Document text =
##########

By providing information and support to patients, raising awareness among clinicians and the public and strategically funding research, the Myrovlytis Trust aims to transform the outlook for rare diseases. With an initial focus on two conditions (Birt-Hogg-Dubé Syndrome and Osteosarcoma), we fund research directed towards new treatments. We want to ensure that these patients gain access to the same state-of-the-art technologies, breakthroughs and therapies as those with more common disease.

The overall goal of the Myrovlytis Trust is to provide support, drive research and improve outcomes for patients and their families.


Through the BHD Foundation we have established a template for support, research and innovation in the rare disease field, which we intend to replicate in our work on osteosarcoma and eventually expand to a range of conditions. We believe that by establishing a comprehensive information source, regular meetings, clearly explaining the science and involving patient groups at every stage we will work more effectively to improve the outlook for patients.

Our research strategy is guided by a simple overarching framework; to bring together researchers, clinicians and patients in collaborative multi-disciplinary projects which drive forward new technologies and potential therapies. We have a particular interest in immunotherapies and new routes to treatment.

##########

Given data =
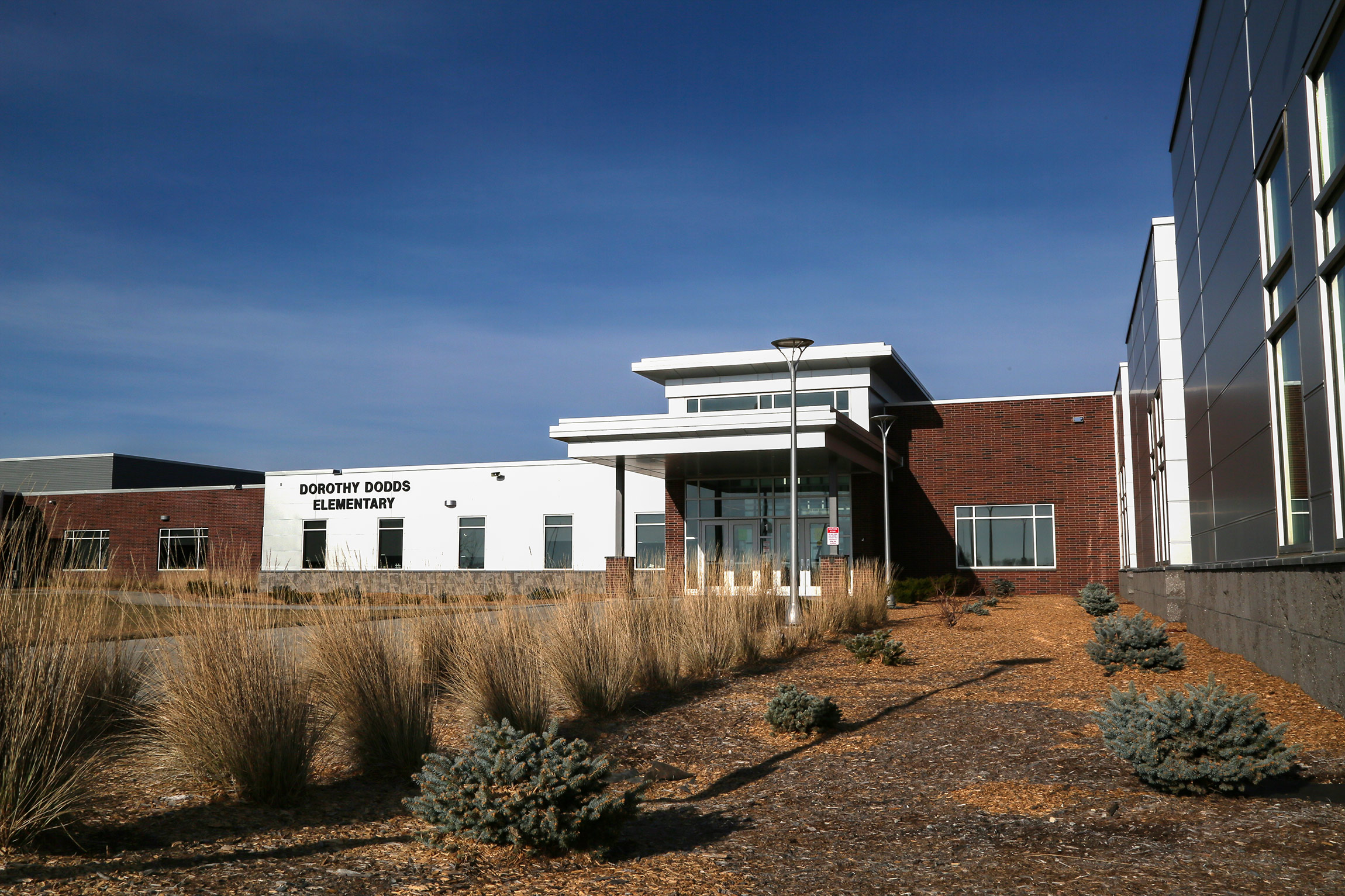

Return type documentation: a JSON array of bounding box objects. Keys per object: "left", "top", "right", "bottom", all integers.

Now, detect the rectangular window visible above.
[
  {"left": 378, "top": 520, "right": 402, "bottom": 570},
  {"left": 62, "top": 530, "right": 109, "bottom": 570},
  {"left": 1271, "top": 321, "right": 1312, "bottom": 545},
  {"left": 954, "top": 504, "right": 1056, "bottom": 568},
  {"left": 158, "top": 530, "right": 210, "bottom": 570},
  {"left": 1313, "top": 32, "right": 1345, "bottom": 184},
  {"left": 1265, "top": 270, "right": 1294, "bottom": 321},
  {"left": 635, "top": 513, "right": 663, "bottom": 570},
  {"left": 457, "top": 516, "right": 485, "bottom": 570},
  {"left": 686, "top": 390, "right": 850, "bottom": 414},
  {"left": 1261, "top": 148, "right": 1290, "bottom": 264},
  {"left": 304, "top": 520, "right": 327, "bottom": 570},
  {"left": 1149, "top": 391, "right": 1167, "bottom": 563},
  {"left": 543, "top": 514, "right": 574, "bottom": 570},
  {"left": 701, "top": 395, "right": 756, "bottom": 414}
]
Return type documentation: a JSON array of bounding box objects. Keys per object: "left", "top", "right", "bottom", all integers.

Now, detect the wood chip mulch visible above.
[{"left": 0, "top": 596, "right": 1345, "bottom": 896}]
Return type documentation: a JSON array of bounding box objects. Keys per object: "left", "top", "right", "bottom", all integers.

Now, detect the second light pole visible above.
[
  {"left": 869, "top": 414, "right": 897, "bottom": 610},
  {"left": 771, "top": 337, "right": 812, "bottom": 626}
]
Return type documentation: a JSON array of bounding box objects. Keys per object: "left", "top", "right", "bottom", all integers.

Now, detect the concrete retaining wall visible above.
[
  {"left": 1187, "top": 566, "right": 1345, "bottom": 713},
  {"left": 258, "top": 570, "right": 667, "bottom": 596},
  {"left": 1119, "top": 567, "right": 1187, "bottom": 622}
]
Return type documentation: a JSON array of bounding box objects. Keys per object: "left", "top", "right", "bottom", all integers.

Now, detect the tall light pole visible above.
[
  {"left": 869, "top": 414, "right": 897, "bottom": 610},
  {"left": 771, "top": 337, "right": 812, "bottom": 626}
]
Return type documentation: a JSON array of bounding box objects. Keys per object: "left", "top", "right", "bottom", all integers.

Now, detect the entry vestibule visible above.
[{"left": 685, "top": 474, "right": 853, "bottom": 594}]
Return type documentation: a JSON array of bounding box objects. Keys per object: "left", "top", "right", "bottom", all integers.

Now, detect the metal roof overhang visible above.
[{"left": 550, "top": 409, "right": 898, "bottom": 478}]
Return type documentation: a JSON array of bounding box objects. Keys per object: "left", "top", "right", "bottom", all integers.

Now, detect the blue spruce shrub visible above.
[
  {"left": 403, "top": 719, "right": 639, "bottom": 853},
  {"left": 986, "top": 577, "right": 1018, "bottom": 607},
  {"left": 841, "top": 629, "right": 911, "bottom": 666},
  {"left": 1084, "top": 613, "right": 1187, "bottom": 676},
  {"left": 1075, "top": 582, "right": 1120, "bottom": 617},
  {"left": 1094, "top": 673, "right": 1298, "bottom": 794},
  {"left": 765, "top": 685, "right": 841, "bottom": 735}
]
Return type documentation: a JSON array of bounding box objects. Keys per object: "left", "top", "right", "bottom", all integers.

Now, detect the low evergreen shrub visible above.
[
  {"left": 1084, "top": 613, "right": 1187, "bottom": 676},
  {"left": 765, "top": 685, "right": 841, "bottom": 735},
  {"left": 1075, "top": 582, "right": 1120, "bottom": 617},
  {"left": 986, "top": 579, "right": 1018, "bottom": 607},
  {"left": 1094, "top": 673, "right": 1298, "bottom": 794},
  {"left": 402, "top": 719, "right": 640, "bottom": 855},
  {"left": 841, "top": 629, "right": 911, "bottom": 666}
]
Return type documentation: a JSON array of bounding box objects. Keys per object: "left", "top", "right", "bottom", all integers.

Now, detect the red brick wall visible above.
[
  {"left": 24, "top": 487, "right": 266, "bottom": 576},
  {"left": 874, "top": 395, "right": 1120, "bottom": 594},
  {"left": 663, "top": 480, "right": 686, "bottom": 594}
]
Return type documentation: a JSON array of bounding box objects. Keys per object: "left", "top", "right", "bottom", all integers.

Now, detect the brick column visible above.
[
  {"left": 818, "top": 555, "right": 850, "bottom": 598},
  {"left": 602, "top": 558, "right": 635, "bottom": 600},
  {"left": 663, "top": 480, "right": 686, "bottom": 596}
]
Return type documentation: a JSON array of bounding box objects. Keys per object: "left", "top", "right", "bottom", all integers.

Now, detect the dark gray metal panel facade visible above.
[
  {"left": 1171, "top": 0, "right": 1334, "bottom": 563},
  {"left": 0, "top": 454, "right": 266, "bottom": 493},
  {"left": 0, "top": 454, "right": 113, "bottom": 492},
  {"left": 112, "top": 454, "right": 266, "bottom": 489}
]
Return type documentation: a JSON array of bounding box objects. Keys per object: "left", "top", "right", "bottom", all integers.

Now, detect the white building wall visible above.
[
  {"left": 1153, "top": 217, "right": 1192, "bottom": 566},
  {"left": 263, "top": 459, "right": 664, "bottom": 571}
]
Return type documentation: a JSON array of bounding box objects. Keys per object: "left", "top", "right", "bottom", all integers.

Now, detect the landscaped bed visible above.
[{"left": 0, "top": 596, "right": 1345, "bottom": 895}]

##########

Questions =
1. Could you transcribe the portion of the Myrovlytis Trust text that opens with the words containing "Through the BHD Foundation we" and closes with "routes to treatment."?
2. Can you pick up the text about the Myrovlytis Trust after its last sentence and carry it on?
The records aren't needed for anything here.

Answers to the exercises =
1.
Through the BHD Foundation we have established a template for support, research and innovation in the rare disease field, which we intend to replicate in our work on osteosarcoma and eventually expand to a range of conditions. We believe that by establishing a comprehensive information source, regular meetings, clearly explaining the science and involving patient groups at every stage we will work more effectively to improve the outlook for patients.

Our research strategy is guided by a simple overarching framework; to bring together researchers, clinicians and patients in collaborative multi-disciplinary projects which drive forward new technologies and potential therapies. We have a particular interest in immunotherapies and new routes to treatment.

2.
The following principles guide the Myrovlytis Trust’s research strategy:

  1. Relevance to the treatment or cure of rare diseases.
  2. Potential to improve the prognosis and quality of life of people affected by rare diseases.
  3. Evidence that funding cannot be suitably obtained elsewhere.
  4. Originality and excellence of science.
  5. Dissemination of research to the scientific community through publication of results, and to the wider population through public engagement in line with the aims of the Myrovlytis Trust to bring clinicians, researchers and patients together to advance the field.
  6. Potential of new advances in technologies and tools in the clinic to be applicable to other related rare diseases.